Scan the entries that follow and give only the number of lines containing "husky".

┄┄┄┄┄┄┄┄┄┄┄┄┄┄┄┄┄┄┄┄

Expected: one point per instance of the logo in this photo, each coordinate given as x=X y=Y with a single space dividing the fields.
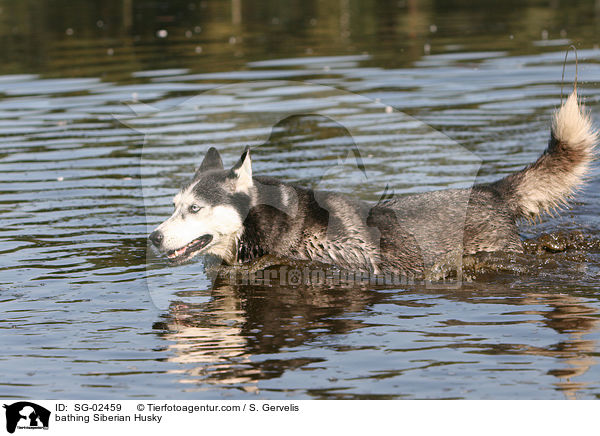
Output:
x=26 y=415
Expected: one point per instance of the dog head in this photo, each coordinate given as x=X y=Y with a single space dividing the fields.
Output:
x=209 y=212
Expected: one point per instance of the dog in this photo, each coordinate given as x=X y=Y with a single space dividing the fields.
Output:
x=239 y=217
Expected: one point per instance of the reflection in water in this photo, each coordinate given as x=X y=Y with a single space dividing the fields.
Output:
x=223 y=338
x=569 y=316
x=247 y=334
x=74 y=283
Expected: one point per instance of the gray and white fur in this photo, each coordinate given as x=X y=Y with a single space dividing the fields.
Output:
x=240 y=217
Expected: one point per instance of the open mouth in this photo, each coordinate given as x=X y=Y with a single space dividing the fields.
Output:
x=189 y=250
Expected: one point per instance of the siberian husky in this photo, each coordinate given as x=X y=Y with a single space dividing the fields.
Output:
x=239 y=217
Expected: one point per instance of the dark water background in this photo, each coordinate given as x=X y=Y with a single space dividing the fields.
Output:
x=86 y=312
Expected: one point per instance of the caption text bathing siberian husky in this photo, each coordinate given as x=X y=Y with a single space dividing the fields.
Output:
x=239 y=217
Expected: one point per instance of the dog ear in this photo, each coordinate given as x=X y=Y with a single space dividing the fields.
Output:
x=212 y=161
x=242 y=172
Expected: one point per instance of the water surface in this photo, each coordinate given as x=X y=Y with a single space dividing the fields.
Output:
x=103 y=116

┄┄┄┄┄┄┄┄┄┄┄┄┄┄┄┄┄┄┄┄

WORKED SOLUTION> 2